PROVIDED PASSAGE:
- Interactive map of Supreme Court of the United States
- 38°53′26″N 77°00′16″W﻿ / ﻿38.89056°N 77.00444°W
- Established: March 4, 1789; 237 years ago
- Location: Washington, D.C.
- Coordinates: 38°53′26″N 77°00′16″W﻿ / ﻿38.89056°N 77.00444°W
- Composition method: Presidential nomination with Senate confirmation
- Authorised by: Constitution of the United States, Art. III, § 1
- Judge term length: life tenure, subject to impeachment and removal
- Number of positions: 9 (by statute)
- Website: supremecourt.gov

= List of United States Supreme Court cases, volume 39 =

This is a list of cases reported in volume 39 (14 Pet.) of United States Reports, decided by the Supreme Court of the United States in 1840.

== Nominative reports ==
In 1874, the U.S. government created the United States Reports, and retroactively numbered older privately published case reports as part of the new series. As a result, cases appearing in volumes 1–90 of U.S. Reports have dual citation forms; one for the volume number of U.S. Reports, and one for the volume number of the reports named for the relevant reporter of decisions (these are called "nominative reports").

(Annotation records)

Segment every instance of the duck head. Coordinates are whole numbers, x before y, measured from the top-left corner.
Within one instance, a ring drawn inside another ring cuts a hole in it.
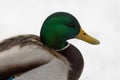
[[[68,39],[77,38],[91,44],[99,41],[88,35],[81,28],[78,20],[66,12],[57,12],[47,17],[44,21],[40,39],[41,42],[52,49],[62,49],[67,45]]]

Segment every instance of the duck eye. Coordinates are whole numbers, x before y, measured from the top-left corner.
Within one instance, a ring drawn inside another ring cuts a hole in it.
[[[68,23],[68,24],[66,24],[67,26],[69,26],[69,27],[74,27],[74,23]]]
[[[83,33],[84,35],[87,35],[86,33]]]

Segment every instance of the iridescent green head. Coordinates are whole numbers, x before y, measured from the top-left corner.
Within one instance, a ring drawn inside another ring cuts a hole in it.
[[[80,31],[80,24],[73,15],[57,12],[44,21],[40,39],[49,48],[61,49],[67,45],[66,40],[76,38]]]

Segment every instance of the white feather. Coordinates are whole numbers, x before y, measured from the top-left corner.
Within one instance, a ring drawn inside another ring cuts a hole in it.
[[[54,56],[51,51],[37,45],[28,45],[22,48],[14,46],[9,50],[0,52],[0,72],[11,66],[31,63],[43,64],[44,62],[44,65],[30,70],[14,80],[67,80],[70,69],[68,61],[57,52],[55,52],[57,57]]]

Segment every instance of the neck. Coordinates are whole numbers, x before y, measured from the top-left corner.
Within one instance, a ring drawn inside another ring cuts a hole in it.
[[[65,47],[61,48],[61,49],[56,49],[56,51],[62,51],[65,50],[66,48],[68,48],[70,46],[70,43],[68,43]]]

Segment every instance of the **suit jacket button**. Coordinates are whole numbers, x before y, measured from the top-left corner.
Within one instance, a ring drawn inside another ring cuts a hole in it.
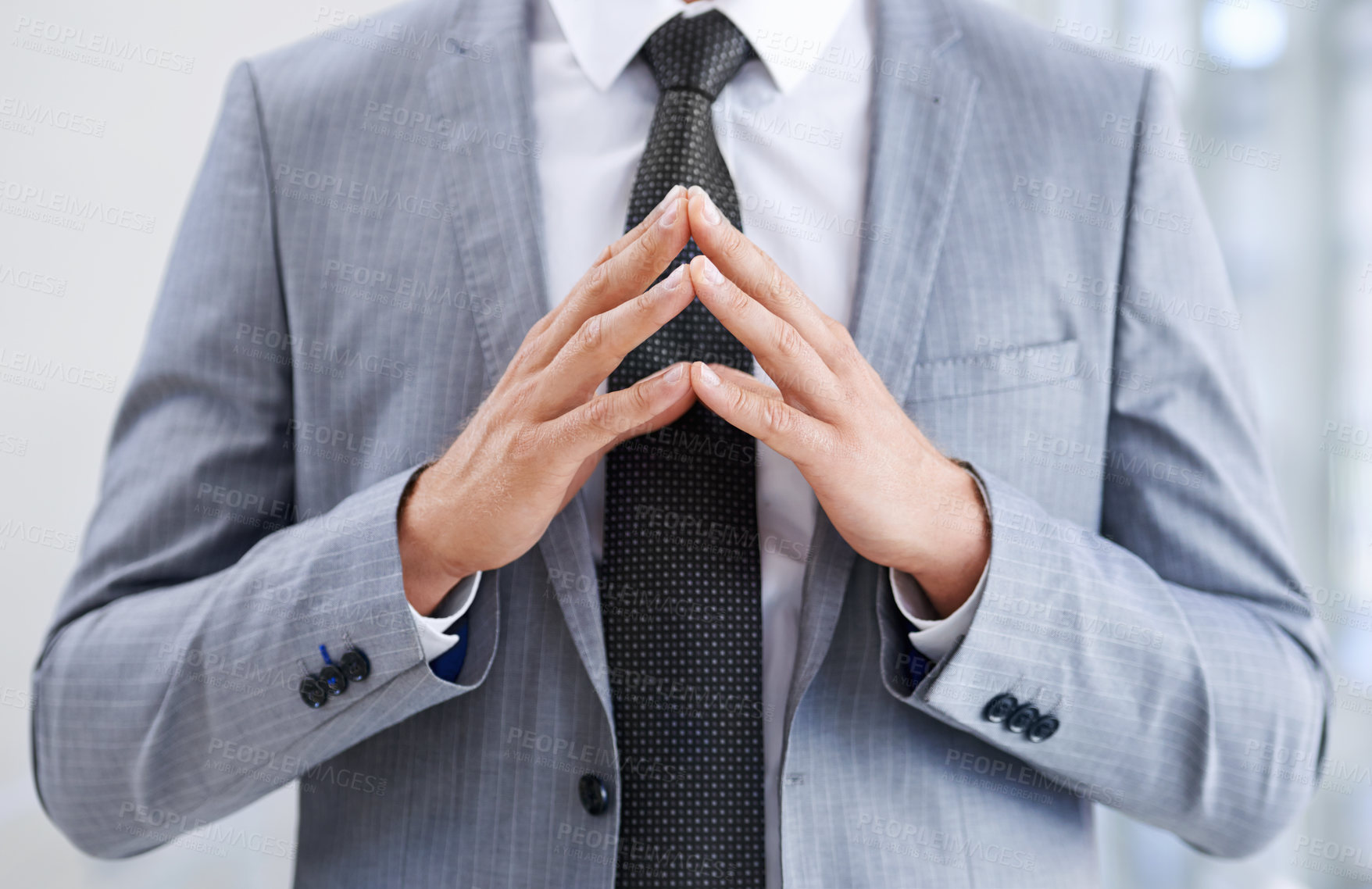
[[[343,694],[347,691],[347,676],[333,664],[324,664],[320,669],[320,682],[324,683],[329,694]]]
[[[582,797],[582,808],[591,815],[604,815],[609,808],[609,790],[605,782],[591,774],[582,775],[576,783],[576,790]]]
[[[1019,734],[1039,719],[1039,711],[1033,704],[1025,704],[1006,720],[1006,728]]]
[[[366,660],[362,649],[348,649],[339,659],[339,669],[343,671],[348,682],[362,682],[372,675],[372,661]]]
[[[305,701],[306,707],[318,709],[329,700],[329,693],[324,689],[322,682],[314,676],[305,676],[300,679],[300,700]]]
[[[1029,733],[1025,737],[1033,741],[1034,744],[1039,744],[1040,741],[1047,741],[1058,731],[1059,724],[1061,723],[1058,722],[1056,716],[1043,716],[1039,719],[1039,722],[1029,726]]]
[[[1017,707],[1019,707],[1019,701],[1015,700],[1015,696],[997,694],[986,704],[986,709],[981,711],[981,718],[986,722],[1004,722],[1010,713],[1015,712]]]

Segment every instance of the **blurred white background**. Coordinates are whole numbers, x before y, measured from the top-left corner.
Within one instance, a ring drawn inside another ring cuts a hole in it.
[[[1372,882],[1372,0],[996,1],[1095,51],[1163,69],[1181,95],[1190,132],[1179,137],[1224,244],[1268,449],[1338,659],[1331,771],[1287,835],[1254,859],[1218,862],[1102,809],[1104,884]],[[232,63],[335,12],[384,5],[0,3],[0,368],[37,359],[75,369],[43,388],[32,375],[0,375],[8,886],[289,885],[288,859],[235,837],[294,837],[291,787],[225,822],[222,841],[119,863],[71,848],[33,790],[29,671],[93,506],[114,410]],[[55,54],[60,43],[23,37],[32,22],[141,43],[163,51],[162,64]],[[30,218],[30,188],[141,214],[151,230]],[[1328,849],[1345,862],[1329,862]]]

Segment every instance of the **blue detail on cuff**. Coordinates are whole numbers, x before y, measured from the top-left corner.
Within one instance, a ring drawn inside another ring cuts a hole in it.
[[[921,680],[929,674],[934,663],[919,653],[919,649],[910,646],[910,687],[919,687]]]
[[[462,672],[462,664],[466,661],[466,615],[462,615],[445,632],[456,635],[457,645],[431,660],[429,669],[445,682],[457,682],[458,674]]]

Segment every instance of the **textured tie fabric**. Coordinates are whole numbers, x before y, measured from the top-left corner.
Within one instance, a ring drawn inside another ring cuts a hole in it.
[[[627,228],[675,184],[700,185],[741,226],[711,104],[752,47],[711,11],[663,25],[642,58],[661,93]],[[698,252],[689,241],[663,274]],[[675,361],[753,364],[693,300],[611,388]],[[766,884],[756,453],[696,405],[606,457],[600,593],[622,779],[617,889]]]

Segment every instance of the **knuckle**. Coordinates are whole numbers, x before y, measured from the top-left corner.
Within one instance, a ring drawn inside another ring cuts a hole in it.
[[[604,429],[615,431],[615,403],[609,398],[597,398],[586,407],[586,423]]]
[[[801,339],[800,331],[785,321],[779,321],[777,324],[774,340],[777,353],[783,358],[799,358],[805,347],[805,342]]]
[[[790,410],[785,402],[767,399],[763,405],[763,421],[772,432],[788,432],[792,427]]]
[[[729,230],[724,233],[723,243],[719,246],[719,248],[730,259],[742,259],[744,255],[748,252],[748,241],[744,237],[742,232],[740,232],[734,226],[729,226]]]
[[[598,294],[609,285],[611,276],[615,273],[613,259],[608,259],[593,268],[586,273],[584,291],[589,294]]]
[[[591,316],[582,321],[582,327],[576,331],[576,351],[590,353],[600,348],[605,339],[605,329],[602,324],[602,316]]]
[[[786,273],[781,270],[781,266],[771,261],[768,261],[766,289],[779,303],[792,305],[796,302],[796,287],[786,277]]]
[[[539,436],[538,427],[517,427],[510,434],[510,458],[516,461],[527,461],[536,457],[539,450],[542,450],[541,443],[542,438]]]

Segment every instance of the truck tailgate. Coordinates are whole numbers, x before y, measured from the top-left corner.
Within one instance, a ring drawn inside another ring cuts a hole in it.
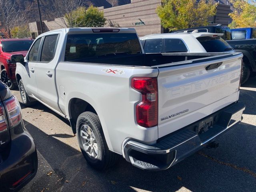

REQUIREMENT A:
According to the volume 39 case list, in what year did the U.S. government create the United States Reports?
REQUIREMENT B:
Duplicate the portion of the volume 39 case list that opens with the words containing "- Interactive map" and closes with "Location: Washington, D.C.".

FINAL ANSWER A:
1874

FINAL ANSWER B:
- Interactive map of Supreme Court of the United States
- 38°53′26″N 77°00′16″W﻿ / ﻿38.89056°N 77.00444°W
- Established: March 4, 1789; 237 years ago
- Location: Washington, D.C.